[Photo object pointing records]
========================================================================

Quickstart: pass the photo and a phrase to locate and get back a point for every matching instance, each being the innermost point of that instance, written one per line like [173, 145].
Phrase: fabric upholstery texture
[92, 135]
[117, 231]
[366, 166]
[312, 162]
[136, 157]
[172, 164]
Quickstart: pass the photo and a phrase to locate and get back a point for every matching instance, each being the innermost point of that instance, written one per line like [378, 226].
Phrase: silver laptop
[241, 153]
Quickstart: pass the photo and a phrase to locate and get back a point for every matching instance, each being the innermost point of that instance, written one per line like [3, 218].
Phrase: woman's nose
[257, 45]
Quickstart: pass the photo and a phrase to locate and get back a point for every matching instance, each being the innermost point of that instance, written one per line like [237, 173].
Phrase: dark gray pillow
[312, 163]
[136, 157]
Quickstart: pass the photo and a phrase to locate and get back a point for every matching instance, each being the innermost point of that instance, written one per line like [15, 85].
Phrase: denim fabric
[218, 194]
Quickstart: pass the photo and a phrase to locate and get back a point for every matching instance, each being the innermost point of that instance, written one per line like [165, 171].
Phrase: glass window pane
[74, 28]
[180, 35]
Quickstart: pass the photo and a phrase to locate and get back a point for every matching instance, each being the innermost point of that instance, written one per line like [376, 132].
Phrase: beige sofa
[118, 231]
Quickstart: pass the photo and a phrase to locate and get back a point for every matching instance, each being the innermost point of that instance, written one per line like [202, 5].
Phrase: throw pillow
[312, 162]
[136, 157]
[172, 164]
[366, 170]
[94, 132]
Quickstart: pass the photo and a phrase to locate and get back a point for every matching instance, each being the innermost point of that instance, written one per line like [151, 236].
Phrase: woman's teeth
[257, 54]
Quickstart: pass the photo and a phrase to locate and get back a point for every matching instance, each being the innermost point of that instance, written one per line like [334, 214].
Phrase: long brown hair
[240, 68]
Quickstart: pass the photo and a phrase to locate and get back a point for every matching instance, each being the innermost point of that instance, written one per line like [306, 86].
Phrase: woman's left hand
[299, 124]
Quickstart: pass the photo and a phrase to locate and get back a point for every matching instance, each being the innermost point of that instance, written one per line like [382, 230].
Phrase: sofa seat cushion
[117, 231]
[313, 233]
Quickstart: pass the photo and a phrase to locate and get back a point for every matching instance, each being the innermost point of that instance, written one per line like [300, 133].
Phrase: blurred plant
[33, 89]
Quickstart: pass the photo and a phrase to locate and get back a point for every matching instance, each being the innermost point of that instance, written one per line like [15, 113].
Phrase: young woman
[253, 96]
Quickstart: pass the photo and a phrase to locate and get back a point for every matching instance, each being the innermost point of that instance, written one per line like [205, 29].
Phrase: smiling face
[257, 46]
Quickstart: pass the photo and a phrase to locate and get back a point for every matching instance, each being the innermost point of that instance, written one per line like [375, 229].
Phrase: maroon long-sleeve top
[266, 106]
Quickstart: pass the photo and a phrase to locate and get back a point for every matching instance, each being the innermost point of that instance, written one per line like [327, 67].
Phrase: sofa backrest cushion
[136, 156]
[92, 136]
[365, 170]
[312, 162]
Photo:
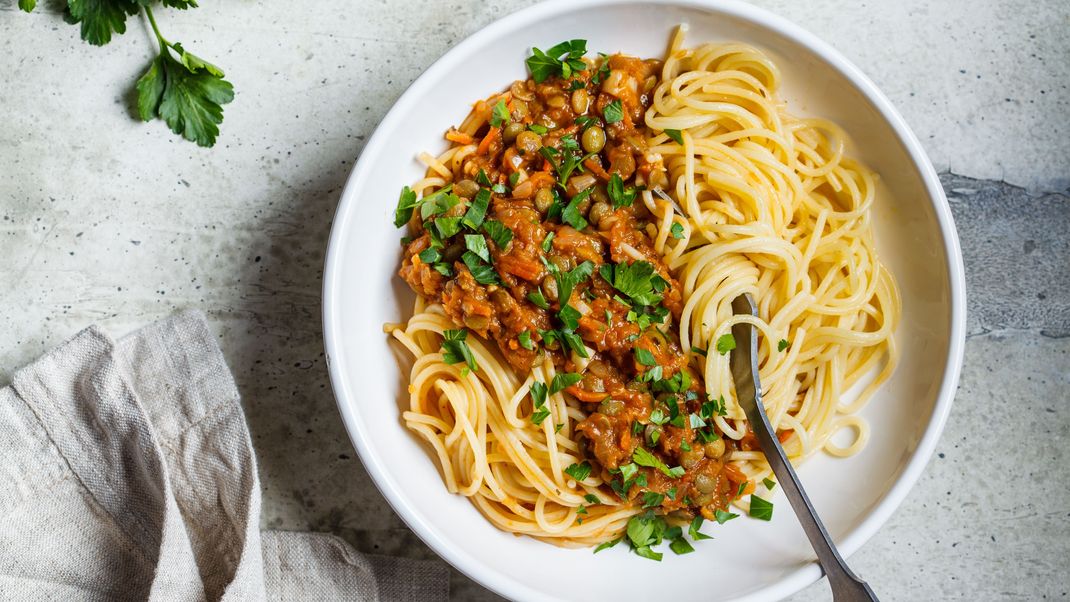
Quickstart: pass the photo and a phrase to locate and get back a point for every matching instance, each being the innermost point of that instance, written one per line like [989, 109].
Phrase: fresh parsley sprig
[182, 89]
[563, 60]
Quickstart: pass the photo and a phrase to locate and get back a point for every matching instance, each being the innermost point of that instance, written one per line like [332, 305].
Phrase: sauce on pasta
[574, 252]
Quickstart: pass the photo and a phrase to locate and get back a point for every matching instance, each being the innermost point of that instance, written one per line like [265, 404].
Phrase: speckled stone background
[105, 219]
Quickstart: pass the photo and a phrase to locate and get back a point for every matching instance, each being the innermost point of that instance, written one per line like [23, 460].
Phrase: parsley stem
[152, 20]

========================================================================

[What you should do]:
Your copy should match the entries exactly, minus the pictures.

[Solution to the exercise]:
Quickstart: pass the photo and a phrase to locate and get back a point for every matching instance, each being the innermost point of that instance, written one per line like [173, 145].
Phrase: fabric upholstery texture
[92, 135]
[117, 231]
[366, 166]
[312, 162]
[136, 157]
[172, 164]
Quickstart: pass the photo and a phrase to locate and get back a point for every matching instance, each being the innermost point of that instance, written one per line like [378, 226].
Phrase: silver laptop
[241, 153]
Quickstart: pass the photo and a phrase to locate and get back a point for every matching instance, each being the innermost point of that instance, written one per line like [3, 218].
Phrase: woman's nose
[257, 45]
Quickstart: pass the photo and a phrase to locate and get back a point for every matching instance, each being the innermost point of that instance, written one per line like [237, 173].
Phrase: dark gray pillow
[312, 163]
[136, 157]
Quickstart: pass the photo and a phrase to locate and get back a point for every matching instance, each being the innermost point of that instance, written one per line like [15, 85].
Phrase: denim fabric
[218, 194]
Quickstart: pass the photo and a phrase to locate and get back a point for every matching instance, each being the innermost point of that instance, written one per line like [165, 171].
Phrase: glass window pane
[74, 28]
[180, 35]
Quickstart: pass the photo and a phrase to locate and get back a point for every matching instance, each being the innermost point of that instance, written one per line like [376, 132].
Phrase: beige sofa
[118, 231]
Quickstart: pass the photo and a phrase to locate and get back a point for every matching instance, each being the innermost point of that instance, written one per line like [202, 5].
Phrase: throw pillow
[312, 162]
[136, 157]
[172, 164]
[366, 170]
[94, 132]
Quickstart: pass the photo and a phrase to locate and get back a point for every matching instance, each being the innermost point of that instance, written one per line like [151, 236].
Phrase: woman's teeth
[257, 54]
Quickstart: pass the photo and a phrase to locate and get back a point for every matching instance, each being the innermost point of that instance, written one per line like [334, 214].
Phrase: long brown hair
[240, 68]
Quickstart: pass the photo and a phrase to locate and get back a point for every matching instance, each being the innermost point of that instance, written one per line like [306, 86].
Phrase: woman's left hand
[299, 124]
Quickstart: pass the photo and a phrase to locate and get back a point for every matching instance, each being the innermost point of that instance, written one per line like [382, 230].
Phrase: sofa seat cushion
[117, 231]
[313, 233]
Quickstart: pass the photo and a phrase to locate and get back a point for every matching instance, each being the innermost point of that instance, written one per line like [300, 133].
Phrase: blurred plant
[33, 89]
Quickstart: pass the photo and a phrase to locate and get back a point for every matching instance, each being the innermost point of that instance, written one per line like [15, 113].
Phrase: young woman
[253, 96]
Quickstart: pass the photo and a phrase to locate and get back a point for every matching instance, each being the innermost point of that instance, written one per line like [205, 29].
Phrase: smiling face
[257, 46]
Quickstart: pass the photo and a phrase to locate and get back a point for every matching instance, each being the innermost point of that instance, written one per line like [375, 229].
Phrase: maroon long-sleeve top
[266, 106]
Quickstart: pass the photo and a phrase to locate and get back a point for every matching instance, each being the innermost point of that instance, written one per line like [327, 67].
Phrase: sofa backrest cushion
[136, 156]
[92, 136]
[365, 170]
[312, 162]
Photo:
Quickstart: pass the photo and a phrase to locate and get back a point for every matching instance, each being the innermost point of that instance, written one per line like [989, 109].
Phrase: fresh parsley sprig
[182, 89]
[563, 60]
Quickstart: pass the photo and a phrase to locate and get back a point for every matching instance, each being the innermost point of that instance, written one per line like [332, 305].
Phrase: sauce on pasta
[574, 252]
Quickstart: pass the photo and a phrase to locate and get back a point for every matching instance, each being the innermost point of that instance, written one per line like [265, 404].
Phrase: speckled stone background
[105, 219]
Quickstart: pass the photo and a phrase to locate and get back a point for every matching instance, each being the innermost point of that instance, written one per line like [23, 460].
Phrase: parsley stem
[152, 20]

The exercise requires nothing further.